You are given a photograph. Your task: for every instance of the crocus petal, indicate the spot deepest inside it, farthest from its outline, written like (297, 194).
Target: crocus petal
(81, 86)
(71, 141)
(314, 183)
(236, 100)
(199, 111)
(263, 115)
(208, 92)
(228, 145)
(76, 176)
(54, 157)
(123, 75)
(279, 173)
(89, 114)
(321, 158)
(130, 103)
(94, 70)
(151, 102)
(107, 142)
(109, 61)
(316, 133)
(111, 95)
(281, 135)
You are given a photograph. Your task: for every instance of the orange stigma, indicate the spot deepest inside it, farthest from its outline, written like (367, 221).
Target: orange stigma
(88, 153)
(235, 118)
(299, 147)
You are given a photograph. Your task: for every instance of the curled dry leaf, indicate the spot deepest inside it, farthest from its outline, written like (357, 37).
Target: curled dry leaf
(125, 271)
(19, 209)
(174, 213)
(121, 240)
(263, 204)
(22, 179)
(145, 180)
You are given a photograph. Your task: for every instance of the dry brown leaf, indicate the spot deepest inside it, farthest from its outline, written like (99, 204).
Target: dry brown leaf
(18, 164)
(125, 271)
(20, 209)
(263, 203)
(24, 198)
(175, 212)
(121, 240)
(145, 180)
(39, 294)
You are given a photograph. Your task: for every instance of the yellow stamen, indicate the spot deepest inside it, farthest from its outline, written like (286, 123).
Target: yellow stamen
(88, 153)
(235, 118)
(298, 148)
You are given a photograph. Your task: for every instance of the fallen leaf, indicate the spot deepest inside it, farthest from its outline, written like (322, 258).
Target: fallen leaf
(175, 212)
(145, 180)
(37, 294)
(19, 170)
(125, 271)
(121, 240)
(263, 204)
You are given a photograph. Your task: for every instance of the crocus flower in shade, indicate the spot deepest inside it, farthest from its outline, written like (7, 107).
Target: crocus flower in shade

=====

## WHAT TO PRODUCE:
Among the lines above, tally those containing the string "flower" and give only the result.

## SOLUTION TO THIS EXERCISE:
2